* [Rows from an object-pointing dataset]
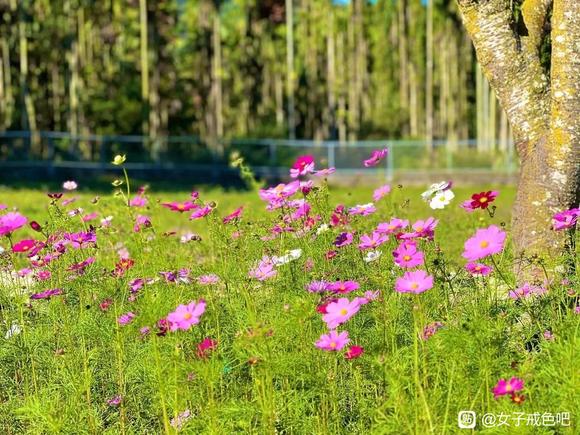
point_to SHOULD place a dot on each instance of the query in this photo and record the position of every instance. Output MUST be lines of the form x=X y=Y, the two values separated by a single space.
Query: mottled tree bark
x=543 y=109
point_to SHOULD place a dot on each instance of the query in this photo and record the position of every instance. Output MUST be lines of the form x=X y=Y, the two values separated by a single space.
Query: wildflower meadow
x=296 y=308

* [SET PROBLEM] Put every line of the items above into a numbered list, omitting blank lines and leaving the pictures out.

* [ANSWER IN FULL]
1. point_to SHOULD place a dot on each instance of the query in this photo and record the position of every instance. Output MUST be lines of the form x=X y=Y, the two values separated by a single space.
2. Query: mottled tree bark
3. x=543 y=109
4. point_to SHOULD place a dot on each instance of the query in this photo and record the position of every instance. Output MUST be lines of the form x=X y=Y, the two values separated by a single space.
5. Query: wildflower meadow
6. x=296 y=308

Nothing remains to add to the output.